Requests:
1 – Repeat the part of the earnings commentary starting at "Important Earnings" and ending at "illustrate the point.", word for word.
2 – Using the earnings commentary, mark each statement yes or no and quote the words that decide it: (a) Tesla's revenues and earnings both came in above the whisper numbers. (b) Tesla's free cash flow was above consensus. (c) The divergence described means RSI rose while price fell.

Extract:

<<<<

To gain an edge, this is what you need to know today.

Important Earnings

Please click here for a chart of Tesla stocks (TSLA).

Note the following:

  • The Morning Capsule is about the big picture, not an individual stock.  The chart of TSLA stock is being used to illustrate the point.
  • We previously wrote in yesterday’s Afternoon Capsule:
  • Investors are eagerly waiting for earnings from TSLA, IBM, and NFLX after hours.

  • The key for prudent investors will be if the momo crowd continues the pattern of ignoring the bad news in the earnings reports and buying on hope of better times ahead.

  • In the early trade, the momo crowd is not reacting to Tesla, IBM, and Netflix earnings as momo gurus expected.
  • The chart shows the gap down on Tesla earnings.
  • The chart shows a RSI divergence that correctly foreshadowed the dip on earnings.  In plain English, divergence means that RSI went down as price went up.
  • Both Tesla revenues and earnings were above the whisper numbers.  Whisper numbers were higher than the consensus numbers.
  • In The Arora Report analysis, looking under the hood, here are the important points about Tesla earnings:
    • The beat on earnings was mostly due to a large non-operating gain. 
    • Free cash flow was below consensus. 
    • Auto gross margin was 70 bps below consensus in spite of benefits from IRA credits.

>>>>

Data shown:
<<<<

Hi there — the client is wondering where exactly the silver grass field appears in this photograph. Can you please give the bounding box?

>>>>

Solutions by task:
1 –
Important Earnings

Please click here for a chart of Tesla stocks (TSLA).

Note the following:

  • The Morning Capsule is about the big picture, not an individual stock.  The chart of TSLA stock is being used to illustrate the point.

2 –
(a) Yes: "Both Tesla revenues and earnings were above the whisper numbers."
(b) No: "Free cash flow was below consensus."
(c) No: "divergence means that RSI went down as price went up."